SHORT PROBLEM: Find the line containing "Indicate the passenger" in the entries; transcribe it and all remaining lines through the end, exactly as they appear, but not the pictures.
## start DATASET
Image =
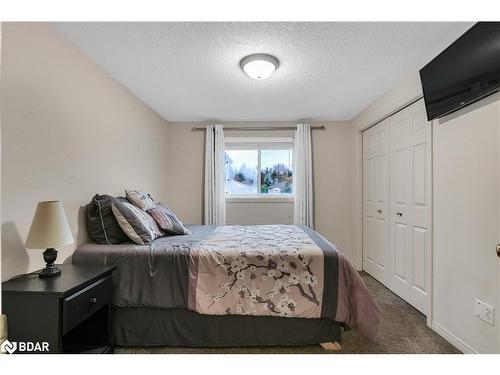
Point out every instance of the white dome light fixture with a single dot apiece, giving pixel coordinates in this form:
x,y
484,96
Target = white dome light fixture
x,y
259,66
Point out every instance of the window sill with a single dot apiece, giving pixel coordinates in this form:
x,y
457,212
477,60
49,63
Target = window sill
x,y
260,199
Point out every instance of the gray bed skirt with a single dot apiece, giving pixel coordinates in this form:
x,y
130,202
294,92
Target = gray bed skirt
x,y
143,326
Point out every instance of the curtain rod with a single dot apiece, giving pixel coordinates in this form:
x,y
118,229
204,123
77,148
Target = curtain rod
x,y
259,128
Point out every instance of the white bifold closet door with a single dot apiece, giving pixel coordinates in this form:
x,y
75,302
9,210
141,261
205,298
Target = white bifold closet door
x,y
410,204
376,259
397,203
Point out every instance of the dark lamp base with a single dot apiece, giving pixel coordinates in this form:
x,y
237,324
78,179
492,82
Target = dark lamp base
x,y
51,270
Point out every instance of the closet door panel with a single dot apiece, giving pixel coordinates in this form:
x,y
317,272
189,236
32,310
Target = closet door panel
x,y
410,203
376,201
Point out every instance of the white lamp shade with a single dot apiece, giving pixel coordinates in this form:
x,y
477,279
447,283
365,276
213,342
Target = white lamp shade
x,y
50,227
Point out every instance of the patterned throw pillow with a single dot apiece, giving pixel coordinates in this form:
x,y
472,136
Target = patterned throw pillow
x,y
138,225
167,220
140,199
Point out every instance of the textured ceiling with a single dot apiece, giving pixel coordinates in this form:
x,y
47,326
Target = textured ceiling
x,y
329,71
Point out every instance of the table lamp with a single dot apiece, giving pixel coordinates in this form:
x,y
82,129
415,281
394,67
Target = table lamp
x,y
49,229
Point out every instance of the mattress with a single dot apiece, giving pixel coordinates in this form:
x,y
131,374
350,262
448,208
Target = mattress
x,y
273,271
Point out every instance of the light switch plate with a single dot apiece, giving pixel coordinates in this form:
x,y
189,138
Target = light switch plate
x,y
484,312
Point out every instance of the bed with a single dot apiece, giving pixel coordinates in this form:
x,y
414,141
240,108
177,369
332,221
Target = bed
x,y
234,285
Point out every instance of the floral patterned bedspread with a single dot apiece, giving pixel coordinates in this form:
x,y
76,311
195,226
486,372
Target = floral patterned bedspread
x,y
277,270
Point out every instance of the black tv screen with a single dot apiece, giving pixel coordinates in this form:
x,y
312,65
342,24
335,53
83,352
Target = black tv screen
x,y
466,71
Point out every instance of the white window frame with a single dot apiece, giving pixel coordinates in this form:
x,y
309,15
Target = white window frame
x,y
275,198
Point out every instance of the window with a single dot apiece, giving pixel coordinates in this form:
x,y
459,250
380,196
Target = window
x,y
259,167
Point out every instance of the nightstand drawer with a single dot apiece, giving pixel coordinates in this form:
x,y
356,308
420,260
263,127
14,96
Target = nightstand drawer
x,y
84,303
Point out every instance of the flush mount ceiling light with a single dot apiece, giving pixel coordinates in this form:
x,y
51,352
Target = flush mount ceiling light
x,y
259,66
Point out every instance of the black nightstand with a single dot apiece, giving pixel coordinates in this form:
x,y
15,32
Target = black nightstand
x,y
71,312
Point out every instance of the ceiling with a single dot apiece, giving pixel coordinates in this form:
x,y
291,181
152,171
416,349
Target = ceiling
x,y
189,71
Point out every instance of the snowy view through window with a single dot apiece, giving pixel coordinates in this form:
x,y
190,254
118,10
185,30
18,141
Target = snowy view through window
x,y
258,172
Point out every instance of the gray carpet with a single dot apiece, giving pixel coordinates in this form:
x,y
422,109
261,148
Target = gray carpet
x,y
402,330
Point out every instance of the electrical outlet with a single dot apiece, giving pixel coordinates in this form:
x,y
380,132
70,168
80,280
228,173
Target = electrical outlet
x,y
484,312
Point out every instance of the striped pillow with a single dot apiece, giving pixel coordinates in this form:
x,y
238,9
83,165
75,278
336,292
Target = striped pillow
x,y
167,221
138,225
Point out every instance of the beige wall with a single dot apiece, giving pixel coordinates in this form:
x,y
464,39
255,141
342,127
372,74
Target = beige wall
x,y
333,180
466,224
68,131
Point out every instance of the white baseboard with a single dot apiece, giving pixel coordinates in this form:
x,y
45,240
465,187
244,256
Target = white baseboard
x,y
452,339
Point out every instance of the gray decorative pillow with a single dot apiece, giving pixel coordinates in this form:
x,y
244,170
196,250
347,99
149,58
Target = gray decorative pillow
x,y
138,225
101,222
167,220
140,199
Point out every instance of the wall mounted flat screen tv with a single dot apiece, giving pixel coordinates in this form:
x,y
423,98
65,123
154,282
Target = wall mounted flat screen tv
x,y
466,71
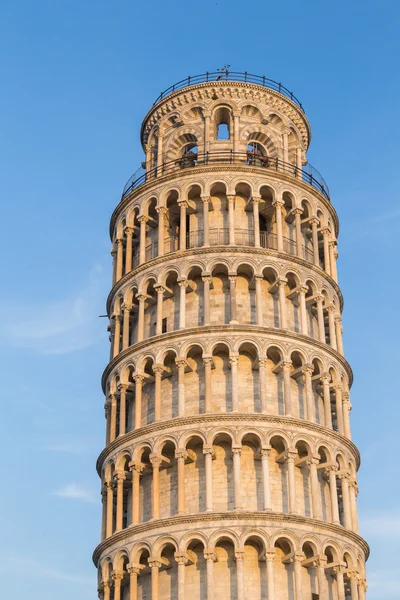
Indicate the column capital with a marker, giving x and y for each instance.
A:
(159, 288)
(265, 452)
(138, 467)
(155, 460)
(161, 210)
(181, 558)
(233, 359)
(181, 454)
(297, 211)
(181, 362)
(270, 554)
(290, 455)
(308, 369)
(278, 203)
(134, 568)
(120, 476)
(154, 562)
(298, 557)
(210, 555)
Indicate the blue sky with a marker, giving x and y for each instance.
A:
(77, 79)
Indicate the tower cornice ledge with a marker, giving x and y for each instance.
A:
(227, 418)
(235, 168)
(236, 518)
(222, 250)
(226, 329)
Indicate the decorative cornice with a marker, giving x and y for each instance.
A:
(159, 260)
(208, 419)
(193, 94)
(248, 169)
(226, 329)
(221, 518)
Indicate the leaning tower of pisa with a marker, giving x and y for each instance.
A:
(228, 471)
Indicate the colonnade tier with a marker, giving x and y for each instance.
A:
(228, 290)
(261, 559)
(277, 218)
(236, 465)
(228, 471)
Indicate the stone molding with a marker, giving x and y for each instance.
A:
(230, 330)
(228, 90)
(235, 168)
(184, 254)
(163, 527)
(234, 418)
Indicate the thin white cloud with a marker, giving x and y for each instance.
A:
(386, 584)
(71, 445)
(74, 491)
(380, 525)
(28, 567)
(59, 327)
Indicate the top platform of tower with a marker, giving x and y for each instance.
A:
(211, 88)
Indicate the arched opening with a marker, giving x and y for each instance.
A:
(195, 481)
(169, 387)
(303, 488)
(196, 571)
(222, 122)
(278, 475)
(248, 380)
(220, 296)
(221, 380)
(274, 391)
(144, 578)
(309, 573)
(194, 381)
(251, 473)
(255, 569)
(168, 574)
(284, 571)
(270, 298)
(145, 487)
(298, 392)
(225, 580)
(223, 486)
(194, 298)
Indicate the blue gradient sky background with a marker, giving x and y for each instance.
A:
(77, 78)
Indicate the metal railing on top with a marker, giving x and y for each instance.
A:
(225, 75)
(307, 174)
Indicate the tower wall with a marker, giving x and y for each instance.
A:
(229, 470)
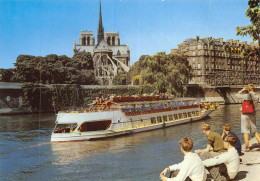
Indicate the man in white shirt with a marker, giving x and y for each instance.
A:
(191, 168)
(215, 166)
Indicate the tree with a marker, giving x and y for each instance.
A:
(54, 69)
(253, 30)
(167, 73)
(122, 78)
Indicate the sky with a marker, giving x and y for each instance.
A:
(42, 27)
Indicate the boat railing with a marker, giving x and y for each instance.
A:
(159, 110)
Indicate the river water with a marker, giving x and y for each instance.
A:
(27, 154)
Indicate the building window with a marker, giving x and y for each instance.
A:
(153, 121)
(159, 119)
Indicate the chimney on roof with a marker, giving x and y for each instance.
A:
(230, 41)
(236, 42)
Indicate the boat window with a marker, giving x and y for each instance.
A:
(170, 118)
(159, 119)
(153, 121)
(189, 114)
(65, 128)
(185, 115)
(95, 126)
(164, 118)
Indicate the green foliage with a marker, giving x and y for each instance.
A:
(71, 96)
(54, 69)
(166, 73)
(37, 97)
(253, 13)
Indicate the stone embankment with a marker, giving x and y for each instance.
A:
(250, 166)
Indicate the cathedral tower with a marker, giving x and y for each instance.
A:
(100, 32)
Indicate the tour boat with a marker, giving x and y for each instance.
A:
(127, 115)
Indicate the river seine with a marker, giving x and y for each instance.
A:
(27, 154)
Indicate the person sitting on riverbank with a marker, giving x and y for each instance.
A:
(214, 141)
(226, 165)
(191, 168)
(226, 132)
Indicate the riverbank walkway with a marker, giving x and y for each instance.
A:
(250, 166)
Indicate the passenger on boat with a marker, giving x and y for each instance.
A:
(226, 165)
(226, 132)
(191, 168)
(215, 141)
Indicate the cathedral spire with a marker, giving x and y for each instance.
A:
(100, 26)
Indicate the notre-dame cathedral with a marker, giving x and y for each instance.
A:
(109, 56)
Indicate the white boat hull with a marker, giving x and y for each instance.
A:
(94, 135)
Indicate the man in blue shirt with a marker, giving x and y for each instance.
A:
(226, 132)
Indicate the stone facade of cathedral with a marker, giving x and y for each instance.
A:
(109, 56)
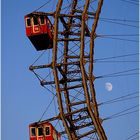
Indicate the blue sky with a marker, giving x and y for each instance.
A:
(24, 100)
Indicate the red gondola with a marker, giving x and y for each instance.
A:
(43, 131)
(39, 30)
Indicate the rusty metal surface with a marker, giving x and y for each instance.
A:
(74, 63)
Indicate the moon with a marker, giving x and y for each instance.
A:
## end DATASET
ANSWER:
Indicate the passenger on boat with a marker, giving x and y for each instance.
A:
(226, 165)
(226, 132)
(191, 168)
(215, 141)
Indicate the cathedral spire with a marker, giving x and y for each instance.
A:
(100, 26)
Indicate the notre-dame cathedral with a marker, giving x and y for each instance.
A:
(109, 56)
Indicate the white boat hull with a marker, giving x and y for each instance.
A:
(94, 135)
Indicate the man in blue shirt with a marker, giving x and y for each instance.
A:
(226, 132)
Indicate the stone facade of cathedral with a marker, giving x and y for each instance.
A:
(109, 56)
Indicate the blue sky with a marker, giving x and y for each instance.
A:
(24, 100)
Indicate the red gondola with a marker, giving x and y for each instance.
A:
(43, 131)
(39, 30)
Indicate the rusty metal surface with a marker, giving x and y for each instance.
A:
(74, 63)
Indicate the moon with a marker, giving x and y for each instance.
A:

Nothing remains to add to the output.